Gli studiosi esaminando gli anelli di antichi alberi in oltre 7.000 campioni di specie sub-fossili, storici e contemporanei, sono stati in grado di ricostruire la storia della temperatura estiva e delle precipitazioni dell’Europa centrale nel corso degli ultimi 2.500 anni
Un team di ricerca internazionale ha trovato nuove prove per dimostrare che in passato il clima ha avuto molta influenza sullo sviluppo delle antiche civiltà. Lo studio in questione è stato pubblicato sulla rivista «Science» e rivela come periodi di instabilità climatica spesso siano coincisi con tempi violenti della storia europea.
Il lavoro di ricerca è stato coordinato dall’istituto di selvicoltura dell’università di Friburgo e dall’istituto federale svizzero di ricerca (Wsl); il team è risultato composto da climatologi, geografi, archeologi e storici. Ma capiamo in che modo sia stato condotto lo studio.

- [Dati forniti]:
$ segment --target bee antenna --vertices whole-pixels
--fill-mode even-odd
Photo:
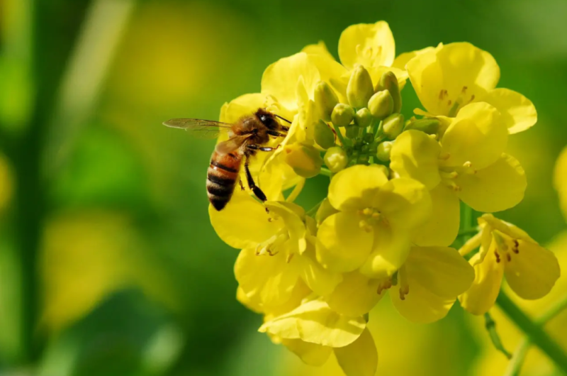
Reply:
[[[286,123],[288,123],[288,124],[291,124],[291,122],[290,121],[288,121],[288,119],[286,119],[286,118],[282,118],[281,116],[280,116],[279,115],[278,115],[278,114],[274,114],[274,116],[275,116],[276,118],[281,118],[281,120],[283,120],[284,121],[286,122]]]

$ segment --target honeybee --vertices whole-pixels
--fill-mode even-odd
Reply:
[[[201,137],[214,138],[223,133],[228,133],[228,140],[218,143],[215,148],[207,170],[208,200],[216,210],[220,211],[230,200],[237,181],[244,189],[239,180],[242,159],[248,187],[258,199],[266,200],[266,195],[254,183],[248,165],[250,157],[258,151],[269,152],[277,148],[265,146],[270,136],[285,137],[289,131],[289,127],[280,124],[276,118],[291,123],[281,116],[258,109],[232,124],[197,118],[173,118],[164,122],[164,125],[185,129]]]

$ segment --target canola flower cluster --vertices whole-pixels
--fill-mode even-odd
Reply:
[[[223,106],[221,121],[258,108],[293,121],[252,166],[269,201],[236,192],[209,213],[242,250],[237,297],[264,316],[259,331],[308,364],[334,354],[348,376],[370,376],[378,355],[366,326],[386,294],[408,320],[430,323],[457,299],[487,312],[505,277],[520,297],[540,298],[560,271],[551,252],[491,214],[523,199],[526,177],[506,145],[537,113],[496,87],[488,52],[455,43],[396,57],[384,21],[347,28],[338,52],[340,62],[308,45],[269,66],[259,93]],[[405,119],[408,79],[423,109]],[[293,201],[318,175],[330,177],[328,192],[306,212]],[[456,250],[461,202],[484,214]]]

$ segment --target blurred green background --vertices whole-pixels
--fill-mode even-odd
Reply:
[[[303,366],[256,332],[261,317],[235,299],[237,250],[208,222],[214,142],[161,123],[217,119],[224,102],[258,92],[279,58],[319,40],[337,56],[351,24],[388,21],[398,54],[463,40],[490,52],[499,86],[531,99],[539,118],[511,138],[529,187],[502,216],[544,243],[567,227],[552,187],[567,145],[564,0],[1,0],[0,9],[0,375],[340,375],[334,360]],[[408,115],[419,104],[406,87]],[[325,184],[310,181],[299,201],[310,207]],[[458,306],[418,326],[384,299],[371,320],[378,374],[505,368],[483,321]],[[500,324],[513,350],[518,333]],[[534,359],[525,375],[556,374]]]

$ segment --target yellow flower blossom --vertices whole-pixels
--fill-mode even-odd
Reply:
[[[373,278],[390,276],[403,264],[410,237],[431,206],[421,183],[407,178],[388,181],[376,165],[337,173],[328,198],[339,212],[319,226],[318,260],[330,270],[360,269]]]
[[[522,201],[525,174],[517,160],[504,154],[507,139],[498,110],[482,102],[463,107],[439,142],[434,136],[414,130],[398,137],[390,167],[431,191],[433,215],[417,235],[418,244],[453,242],[459,231],[459,199],[484,212],[505,210]]]
[[[510,133],[522,132],[537,121],[533,104],[520,93],[496,88],[500,67],[493,56],[467,43],[439,45],[410,60],[405,67],[427,113],[454,117],[467,104],[485,102],[501,114]]]
[[[480,246],[470,262],[475,280],[459,297],[463,308],[483,314],[494,304],[504,276],[520,297],[539,299],[546,295],[559,277],[555,255],[539,245],[515,226],[484,214],[478,219],[481,232],[459,250],[465,255]]]

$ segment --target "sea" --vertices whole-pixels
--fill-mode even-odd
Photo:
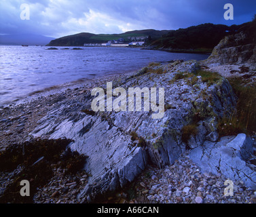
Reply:
[[[75,47],[77,48],[77,47]],[[208,54],[136,47],[0,46],[0,106],[33,93],[100,76],[139,70],[152,62],[206,59]]]

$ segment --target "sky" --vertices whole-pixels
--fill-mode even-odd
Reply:
[[[27,7],[20,7],[23,3]],[[226,3],[234,7],[234,20],[224,18]],[[208,22],[230,26],[251,21],[255,14],[255,0],[0,0],[0,34],[58,38],[176,30]]]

- [Consegna]: Trascrivi di nuovo la parte del brano sul clima e le antiche civiltà che si apre con le parole contenenti "Gli studiosi esaminando" e si chiude con "condotto lo studio.", sostituendo ogni occorrenza di "team" con "gruppo".

- [Risposta]:
Gli studiosi esaminando gli anelli di antichi alberi in oltre 7.000 campioni di specie sub-fossili, storici e contemporanei, sono stati in grado di ricostruire la storia della temperatura estiva e delle precipitazioni dell’Europa centrale nel corso degli ultimi 2.500 anni
Un gruppo di ricerca internazionale ha trovato nuove prove per dimostrare che in passato il clima ha avuto molta influenza sullo sviluppo delle antiche civiltà. Lo studio in questione è stato pubblicato sulla rivista «Science» e rivela come periodi di instabilità climatica spesso siano coincisi con tempi violenti della storia europea.
Il lavoro di ricerca è stato coordinato dall’istituto di selvicoltura dell’università di Friburgo e dall’istituto federale svizzero di ricerca (Wsl); il gruppo è risultato composto da climatologi, geografi, archeologi e storici. Ma capiamo in che modo sia stato condotto lo studio.